--- Problem to work on ---
Find each line in the material below that contains the word "sign", treating uppercase and lowercase as different, and copy those lines out.

--------------------------------

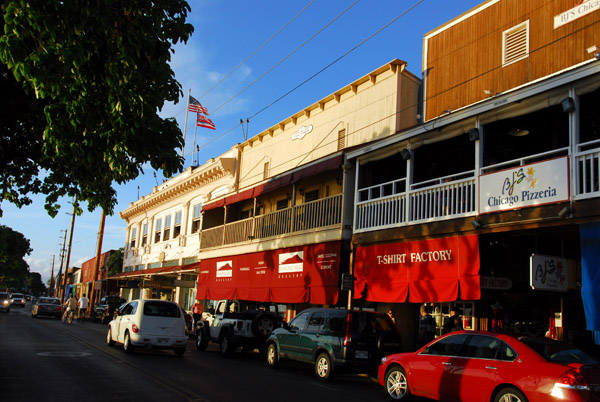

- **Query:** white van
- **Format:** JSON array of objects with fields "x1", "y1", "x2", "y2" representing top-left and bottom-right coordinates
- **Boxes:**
[{"x1": 106, "y1": 299, "x2": 188, "y2": 356}]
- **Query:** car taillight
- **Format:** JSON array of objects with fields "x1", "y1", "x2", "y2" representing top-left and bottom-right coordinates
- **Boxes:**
[
  {"x1": 557, "y1": 368, "x2": 588, "y2": 387},
  {"x1": 344, "y1": 313, "x2": 352, "y2": 346}
]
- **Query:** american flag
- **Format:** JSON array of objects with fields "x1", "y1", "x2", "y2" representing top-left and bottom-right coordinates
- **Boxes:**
[
  {"x1": 196, "y1": 114, "x2": 215, "y2": 130},
  {"x1": 188, "y1": 95, "x2": 208, "y2": 115}
]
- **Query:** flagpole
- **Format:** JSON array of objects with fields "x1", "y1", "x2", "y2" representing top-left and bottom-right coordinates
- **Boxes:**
[{"x1": 181, "y1": 88, "x2": 192, "y2": 160}]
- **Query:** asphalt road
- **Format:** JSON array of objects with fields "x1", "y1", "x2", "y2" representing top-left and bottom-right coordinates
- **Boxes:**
[{"x1": 0, "y1": 303, "x2": 404, "y2": 402}]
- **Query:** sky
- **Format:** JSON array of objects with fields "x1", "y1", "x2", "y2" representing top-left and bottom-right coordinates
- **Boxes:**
[{"x1": 0, "y1": 0, "x2": 483, "y2": 283}]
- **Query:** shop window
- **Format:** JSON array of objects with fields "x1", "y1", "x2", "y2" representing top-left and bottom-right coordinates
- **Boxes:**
[
  {"x1": 277, "y1": 198, "x2": 288, "y2": 211},
  {"x1": 163, "y1": 215, "x2": 171, "y2": 241},
  {"x1": 173, "y1": 211, "x2": 181, "y2": 238},
  {"x1": 304, "y1": 190, "x2": 319, "y2": 202},
  {"x1": 142, "y1": 223, "x2": 148, "y2": 247},
  {"x1": 129, "y1": 228, "x2": 137, "y2": 250},
  {"x1": 192, "y1": 204, "x2": 202, "y2": 233},
  {"x1": 154, "y1": 218, "x2": 162, "y2": 243}
]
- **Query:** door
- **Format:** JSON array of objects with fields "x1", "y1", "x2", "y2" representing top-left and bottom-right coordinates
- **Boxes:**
[
  {"x1": 277, "y1": 312, "x2": 310, "y2": 360},
  {"x1": 410, "y1": 334, "x2": 469, "y2": 400}
]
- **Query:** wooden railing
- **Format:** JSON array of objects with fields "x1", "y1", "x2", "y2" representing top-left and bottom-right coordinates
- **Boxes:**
[{"x1": 200, "y1": 194, "x2": 343, "y2": 250}]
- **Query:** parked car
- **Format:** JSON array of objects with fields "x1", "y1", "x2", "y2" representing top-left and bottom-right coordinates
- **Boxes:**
[
  {"x1": 31, "y1": 297, "x2": 63, "y2": 319},
  {"x1": 0, "y1": 292, "x2": 10, "y2": 313},
  {"x1": 106, "y1": 300, "x2": 188, "y2": 356},
  {"x1": 10, "y1": 293, "x2": 26, "y2": 307},
  {"x1": 267, "y1": 308, "x2": 401, "y2": 381},
  {"x1": 379, "y1": 331, "x2": 600, "y2": 402},
  {"x1": 92, "y1": 296, "x2": 125, "y2": 324}
]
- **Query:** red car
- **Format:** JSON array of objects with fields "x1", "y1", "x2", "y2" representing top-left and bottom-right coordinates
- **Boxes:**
[{"x1": 378, "y1": 331, "x2": 600, "y2": 402}]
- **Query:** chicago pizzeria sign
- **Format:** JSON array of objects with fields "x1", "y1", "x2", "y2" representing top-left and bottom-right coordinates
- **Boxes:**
[{"x1": 479, "y1": 156, "x2": 569, "y2": 214}]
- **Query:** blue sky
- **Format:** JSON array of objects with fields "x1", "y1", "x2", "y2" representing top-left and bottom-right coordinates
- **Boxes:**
[{"x1": 0, "y1": 0, "x2": 482, "y2": 282}]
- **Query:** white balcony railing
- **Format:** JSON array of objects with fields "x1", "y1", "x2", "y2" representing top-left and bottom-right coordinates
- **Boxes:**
[{"x1": 200, "y1": 194, "x2": 343, "y2": 249}]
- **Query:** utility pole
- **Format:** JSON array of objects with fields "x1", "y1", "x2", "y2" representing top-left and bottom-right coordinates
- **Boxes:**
[
  {"x1": 88, "y1": 208, "x2": 106, "y2": 318},
  {"x1": 62, "y1": 200, "x2": 77, "y2": 296},
  {"x1": 48, "y1": 255, "x2": 55, "y2": 297},
  {"x1": 54, "y1": 230, "x2": 67, "y2": 303}
]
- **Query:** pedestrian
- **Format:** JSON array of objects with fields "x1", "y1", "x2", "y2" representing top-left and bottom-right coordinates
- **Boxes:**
[
  {"x1": 417, "y1": 306, "x2": 435, "y2": 348},
  {"x1": 77, "y1": 293, "x2": 90, "y2": 324},
  {"x1": 442, "y1": 306, "x2": 463, "y2": 334},
  {"x1": 388, "y1": 310, "x2": 396, "y2": 324},
  {"x1": 192, "y1": 301, "x2": 204, "y2": 328}
]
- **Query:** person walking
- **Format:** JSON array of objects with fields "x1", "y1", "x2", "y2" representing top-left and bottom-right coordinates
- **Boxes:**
[{"x1": 77, "y1": 293, "x2": 90, "y2": 324}]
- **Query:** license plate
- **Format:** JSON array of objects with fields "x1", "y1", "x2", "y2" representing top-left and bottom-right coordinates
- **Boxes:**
[{"x1": 354, "y1": 350, "x2": 369, "y2": 359}]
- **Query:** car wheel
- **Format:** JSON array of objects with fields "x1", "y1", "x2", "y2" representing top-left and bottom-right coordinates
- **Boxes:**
[
  {"x1": 494, "y1": 387, "x2": 527, "y2": 402},
  {"x1": 315, "y1": 353, "x2": 333, "y2": 381},
  {"x1": 196, "y1": 327, "x2": 208, "y2": 351},
  {"x1": 267, "y1": 343, "x2": 279, "y2": 368},
  {"x1": 123, "y1": 332, "x2": 135, "y2": 353},
  {"x1": 106, "y1": 327, "x2": 115, "y2": 346},
  {"x1": 220, "y1": 331, "x2": 235, "y2": 357},
  {"x1": 385, "y1": 366, "x2": 410, "y2": 401},
  {"x1": 251, "y1": 314, "x2": 275, "y2": 339}
]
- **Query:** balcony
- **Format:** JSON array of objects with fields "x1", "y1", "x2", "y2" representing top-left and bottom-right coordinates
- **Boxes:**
[{"x1": 200, "y1": 194, "x2": 343, "y2": 250}]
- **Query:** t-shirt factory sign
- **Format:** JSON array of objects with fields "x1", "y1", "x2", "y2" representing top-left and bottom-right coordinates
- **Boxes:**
[{"x1": 479, "y1": 156, "x2": 569, "y2": 214}]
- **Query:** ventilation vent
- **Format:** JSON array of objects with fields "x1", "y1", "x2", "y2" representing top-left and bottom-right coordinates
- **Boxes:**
[{"x1": 502, "y1": 21, "x2": 529, "y2": 66}]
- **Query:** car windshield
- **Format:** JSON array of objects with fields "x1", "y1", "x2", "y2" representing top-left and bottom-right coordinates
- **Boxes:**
[
  {"x1": 144, "y1": 302, "x2": 181, "y2": 317},
  {"x1": 520, "y1": 338, "x2": 600, "y2": 364}
]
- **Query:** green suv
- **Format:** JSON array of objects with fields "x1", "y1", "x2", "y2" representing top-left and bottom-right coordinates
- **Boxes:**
[{"x1": 267, "y1": 308, "x2": 401, "y2": 381}]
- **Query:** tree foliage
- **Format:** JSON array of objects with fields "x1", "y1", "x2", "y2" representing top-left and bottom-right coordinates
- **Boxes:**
[
  {"x1": 0, "y1": 225, "x2": 32, "y2": 289},
  {"x1": 106, "y1": 247, "x2": 123, "y2": 276},
  {"x1": 0, "y1": 0, "x2": 193, "y2": 216}
]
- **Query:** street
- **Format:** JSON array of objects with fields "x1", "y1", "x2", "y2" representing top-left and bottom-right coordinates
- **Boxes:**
[{"x1": 0, "y1": 303, "x2": 404, "y2": 402}]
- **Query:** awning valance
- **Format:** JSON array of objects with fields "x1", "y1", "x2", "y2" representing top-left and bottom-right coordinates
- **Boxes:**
[
  {"x1": 202, "y1": 155, "x2": 343, "y2": 211},
  {"x1": 354, "y1": 235, "x2": 481, "y2": 303},
  {"x1": 196, "y1": 242, "x2": 341, "y2": 304}
]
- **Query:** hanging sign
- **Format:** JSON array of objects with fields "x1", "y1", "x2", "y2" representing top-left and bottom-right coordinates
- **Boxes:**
[
  {"x1": 479, "y1": 156, "x2": 568, "y2": 214},
  {"x1": 529, "y1": 254, "x2": 569, "y2": 292}
]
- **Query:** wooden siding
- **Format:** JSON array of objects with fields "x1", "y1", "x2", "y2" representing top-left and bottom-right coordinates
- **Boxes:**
[{"x1": 424, "y1": 0, "x2": 600, "y2": 120}]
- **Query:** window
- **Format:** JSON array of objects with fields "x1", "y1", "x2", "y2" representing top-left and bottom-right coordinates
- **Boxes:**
[
  {"x1": 192, "y1": 204, "x2": 202, "y2": 233},
  {"x1": 129, "y1": 228, "x2": 137, "y2": 250},
  {"x1": 154, "y1": 218, "x2": 162, "y2": 243},
  {"x1": 142, "y1": 223, "x2": 148, "y2": 247},
  {"x1": 173, "y1": 211, "x2": 181, "y2": 238},
  {"x1": 277, "y1": 198, "x2": 288, "y2": 211},
  {"x1": 422, "y1": 334, "x2": 470, "y2": 356},
  {"x1": 304, "y1": 190, "x2": 319, "y2": 202},
  {"x1": 502, "y1": 21, "x2": 529, "y2": 66},
  {"x1": 306, "y1": 313, "x2": 325, "y2": 331},
  {"x1": 338, "y1": 129, "x2": 346, "y2": 151},
  {"x1": 290, "y1": 313, "x2": 309, "y2": 331},
  {"x1": 163, "y1": 215, "x2": 172, "y2": 241}
]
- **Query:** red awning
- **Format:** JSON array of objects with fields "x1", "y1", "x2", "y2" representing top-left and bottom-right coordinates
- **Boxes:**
[
  {"x1": 108, "y1": 262, "x2": 200, "y2": 279},
  {"x1": 196, "y1": 242, "x2": 341, "y2": 304},
  {"x1": 354, "y1": 235, "x2": 481, "y2": 303}
]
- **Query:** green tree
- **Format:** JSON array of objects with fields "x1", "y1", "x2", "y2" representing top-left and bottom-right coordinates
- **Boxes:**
[
  {"x1": 0, "y1": 225, "x2": 32, "y2": 288},
  {"x1": 106, "y1": 247, "x2": 123, "y2": 276},
  {"x1": 0, "y1": 0, "x2": 193, "y2": 216}
]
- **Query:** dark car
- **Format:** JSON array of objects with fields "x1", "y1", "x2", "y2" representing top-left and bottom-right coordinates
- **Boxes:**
[
  {"x1": 92, "y1": 296, "x2": 125, "y2": 324},
  {"x1": 379, "y1": 331, "x2": 600, "y2": 402},
  {"x1": 267, "y1": 308, "x2": 401, "y2": 381},
  {"x1": 31, "y1": 297, "x2": 63, "y2": 319},
  {"x1": 0, "y1": 292, "x2": 10, "y2": 313}
]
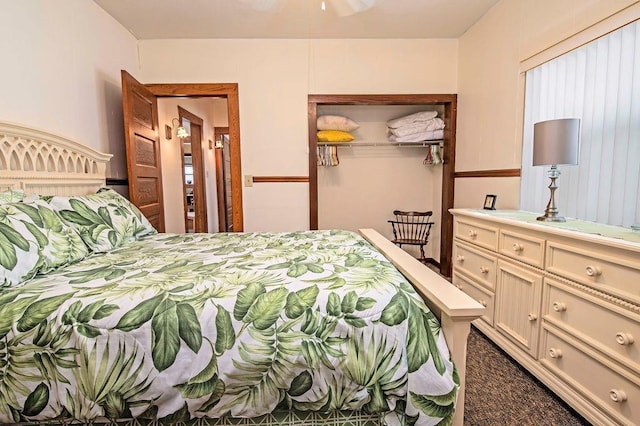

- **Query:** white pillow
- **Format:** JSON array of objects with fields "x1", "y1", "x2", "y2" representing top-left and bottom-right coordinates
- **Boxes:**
[
  {"x1": 316, "y1": 115, "x2": 360, "y2": 132},
  {"x1": 387, "y1": 111, "x2": 438, "y2": 129}
]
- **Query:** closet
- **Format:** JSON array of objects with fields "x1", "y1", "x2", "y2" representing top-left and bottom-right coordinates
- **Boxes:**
[{"x1": 308, "y1": 94, "x2": 457, "y2": 277}]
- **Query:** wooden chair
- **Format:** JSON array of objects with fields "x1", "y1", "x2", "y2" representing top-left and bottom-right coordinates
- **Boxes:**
[{"x1": 388, "y1": 210, "x2": 435, "y2": 263}]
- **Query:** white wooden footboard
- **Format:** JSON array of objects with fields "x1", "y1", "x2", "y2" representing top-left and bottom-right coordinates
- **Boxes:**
[{"x1": 359, "y1": 229, "x2": 485, "y2": 426}]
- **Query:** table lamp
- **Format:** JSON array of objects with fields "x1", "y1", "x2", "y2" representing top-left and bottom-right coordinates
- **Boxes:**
[{"x1": 533, "y1": 118, "x2": 580, "y2": 222}]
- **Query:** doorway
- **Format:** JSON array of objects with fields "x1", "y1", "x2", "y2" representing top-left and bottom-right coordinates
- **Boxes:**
[
  {"x1": 178, "y1": 106, "x2": 209, "y2": 232},
  {"x1": 121, "y1": 70, "x2": 244, "y2": 232},
  {"x1": 214, "y1": 127, "x2": 233, "y2": 232}
]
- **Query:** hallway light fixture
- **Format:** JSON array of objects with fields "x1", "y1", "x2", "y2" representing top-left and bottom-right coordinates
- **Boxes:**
[
  {"x1": 533, "y1": 118, "x2": 580, "y2": 222},
  {"x1": 167, "y1": 118, "x2": 189, "y2": 139}
]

--------------------------------

--- Answer for this exercise ---
- **Query:** chicago pizzeria sign
- **Query:** t-shirt factory sign
- **Query:** hanging sign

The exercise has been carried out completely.